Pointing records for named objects
++++++++

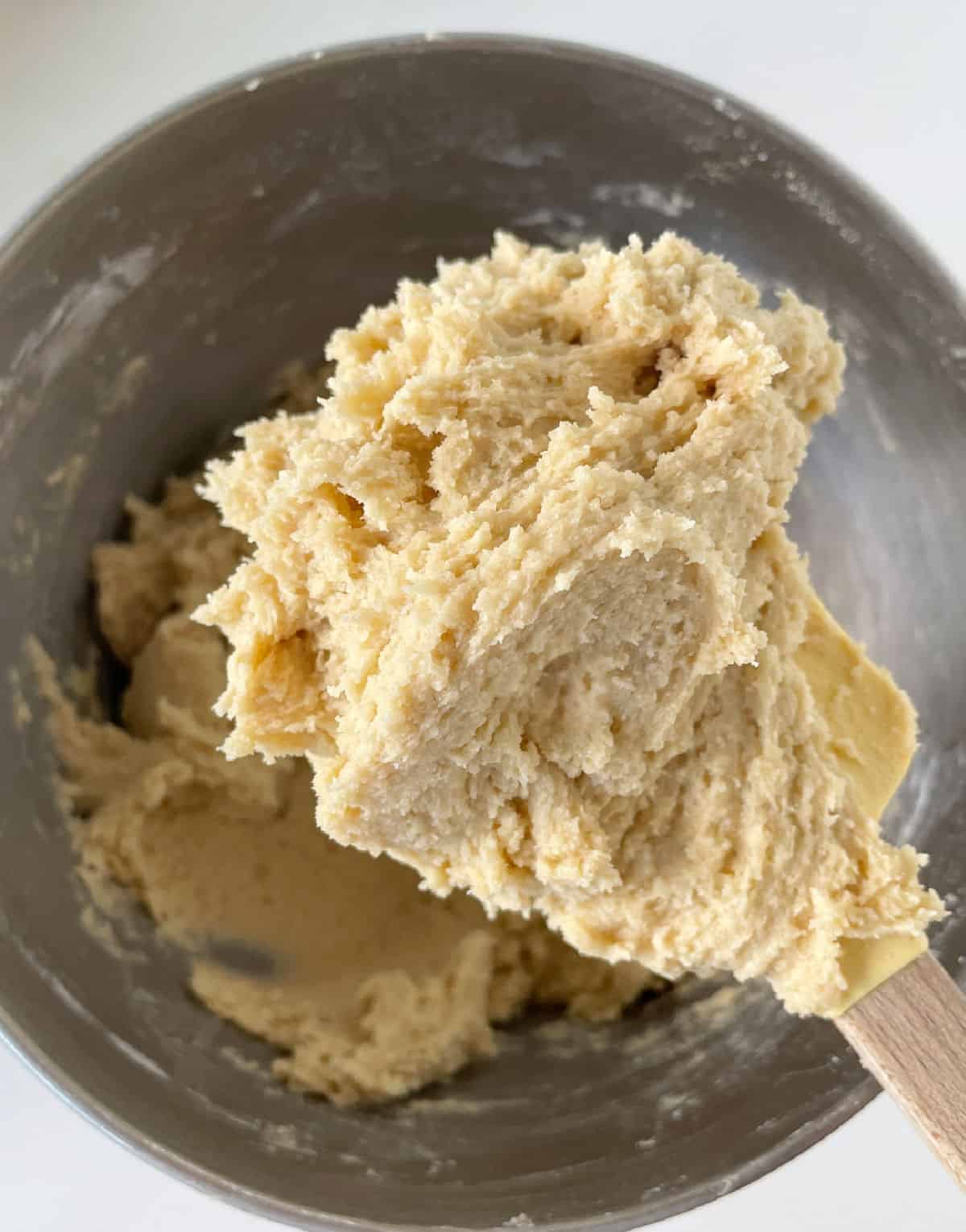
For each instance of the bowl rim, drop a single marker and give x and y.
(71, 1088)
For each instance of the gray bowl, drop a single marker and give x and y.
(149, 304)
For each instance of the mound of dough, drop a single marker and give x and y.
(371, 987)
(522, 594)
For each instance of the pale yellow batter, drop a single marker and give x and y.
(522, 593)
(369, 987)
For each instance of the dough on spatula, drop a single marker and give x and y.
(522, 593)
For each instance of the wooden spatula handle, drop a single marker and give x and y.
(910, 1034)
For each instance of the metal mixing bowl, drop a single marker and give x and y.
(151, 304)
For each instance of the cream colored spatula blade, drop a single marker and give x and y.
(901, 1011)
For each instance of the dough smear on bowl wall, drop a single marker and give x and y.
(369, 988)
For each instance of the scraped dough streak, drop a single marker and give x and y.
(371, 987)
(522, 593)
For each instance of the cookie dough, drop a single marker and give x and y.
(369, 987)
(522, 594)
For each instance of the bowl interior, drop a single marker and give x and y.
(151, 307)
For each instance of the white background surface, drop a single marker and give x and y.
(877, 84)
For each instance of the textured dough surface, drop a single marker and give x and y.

++++++++

▶ **Your objective**
Could you give these lines again with every "drop a single marker" swapped for "place one point" and nothing else changed, leaving the pictures out?

▶ **The solution**
For each instance of the bowl rim, place one point and give x and y.
(71, 1088)
For each instance of the gray bowl, place one point and give x and y.
(149, 304)
For each instance of the mound of dough, place one point and give x and y.
(371, 987)
(522, 594)
For each instance of the pale yellow batter, place one point and give x and y.
(522, 593)
(369, 987)
For each instance of the dough on spatula, place one point and give x and y.
(522, 593)
For each instance of the wooden spatula handle, place one point and give x and y.
(910, 1034)
For each instance of the metal mixing bowl, place one point and give x and y.
(151, 304)
For each instance of the cream colored spatula blade, place one point and give x and y.
(901, 1011)
For each instance of the dough smear on bowl wall, place one point and give x and y.
(369, 988)
For each instance of the scraped dough streak, place one point and give x and y.
(371, 987)
(522, 593)
For each instance of the cookie dough, place one point and give x and y.
(369, 987)
(522, 594)
For each instance of the bowl interior, place one point and give x and y.
(151, 307)
For each instance of the white background surface, place one point and give x and y.
(877, 84)
For each instance of the textured dough surface, place one point and give x and y.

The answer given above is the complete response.